'''

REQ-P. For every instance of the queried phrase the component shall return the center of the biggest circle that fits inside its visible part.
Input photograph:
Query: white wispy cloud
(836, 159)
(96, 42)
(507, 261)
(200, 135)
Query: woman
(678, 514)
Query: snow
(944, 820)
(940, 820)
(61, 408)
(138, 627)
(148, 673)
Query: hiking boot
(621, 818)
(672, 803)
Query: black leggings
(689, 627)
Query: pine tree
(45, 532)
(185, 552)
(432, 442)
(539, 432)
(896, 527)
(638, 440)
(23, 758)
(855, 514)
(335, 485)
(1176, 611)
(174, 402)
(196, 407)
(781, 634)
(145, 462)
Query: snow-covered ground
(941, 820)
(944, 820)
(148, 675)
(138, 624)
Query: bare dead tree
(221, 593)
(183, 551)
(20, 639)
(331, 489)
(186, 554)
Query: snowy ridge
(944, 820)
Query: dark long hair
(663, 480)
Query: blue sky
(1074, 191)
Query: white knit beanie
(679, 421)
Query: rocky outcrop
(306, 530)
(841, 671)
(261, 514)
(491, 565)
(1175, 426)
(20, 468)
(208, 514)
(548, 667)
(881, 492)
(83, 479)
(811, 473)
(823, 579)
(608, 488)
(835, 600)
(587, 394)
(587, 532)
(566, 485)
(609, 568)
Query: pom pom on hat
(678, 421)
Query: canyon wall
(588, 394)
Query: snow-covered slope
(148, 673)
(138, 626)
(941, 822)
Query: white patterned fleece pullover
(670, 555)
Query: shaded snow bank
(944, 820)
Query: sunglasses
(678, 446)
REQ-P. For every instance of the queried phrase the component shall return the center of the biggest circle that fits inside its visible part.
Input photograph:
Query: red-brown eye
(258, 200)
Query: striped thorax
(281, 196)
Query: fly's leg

'''

Directions for this task ▸
In this exercise, repeat the entries above verbatim.

Answer area ▸
REQ-P. For every instance of the queried phrase the component shall return the center of the biggest circle that fits inside its visible part.
Input photograph:
Query: white wispy cloud
(836, 159)
(96, 42)
(507, 261)
(200, 135)
Query: woman
(678, 514)
Query: snow
(944, 820)
(940, 820)
(61, 408)
(138, 627)
(148, 673)
Query: hiking boot
(621, 818)
(672, 803)
Query: black leggings
(689, 627)
Query: pine tree
(45, 532)
(185, 552)
(432, 442)
(539, 432)
(896, 527)
(638, 440)
(23, 758)
(855, 514)
(335, 485)
(1176, 611)
(174, 402)
(196, 407)
(781, 634)
(145, 462)
Query: snow-covered ground
(941, 820)
(944, 820)
(148, 675)
(138, 624)
Query: bare dead tree
(221, 593)
(183, 551)
(20, 639)
(331, 489)
(186, 554)
Query: snowy ridge
(944, 820)
Query: dark long hair
(663, 480)
Query: blue sky
(1074, 191)
Query: white knit beanie
(679, 421)
Query: rocky outcrop
(306, 530)
(841, 671)
(261, 514)
(491, 565)
(1175, 426)
(20, 468)
(208, 514)
(548, 667)
(881, 492)
(83, 479)
(811, 473)
(823, 579)
(608, 488)
(835, 600)
(587, 394)
(587, 532)
(566, 485)
(609, 568)
Query: pom pom on hat
(678, 421)
Query: canyon wall
(588, 394)
Query: snow-covered slope
(148, 673)
(138, 626)
(941, 822)
Query: white patterned fleece pullover
(670, 555)
Query: shaded snow bank
(944, 820)
Query: sunglasses
(678, 446)
REQ-P. For every instance of the queried phrase the component shall return the center of the biggest circle that fits inside its visible part.
Input photograph:
Query: red-brown eye
(258, 200)
Query: striped thorax
(281, 196)
Query: fly's leg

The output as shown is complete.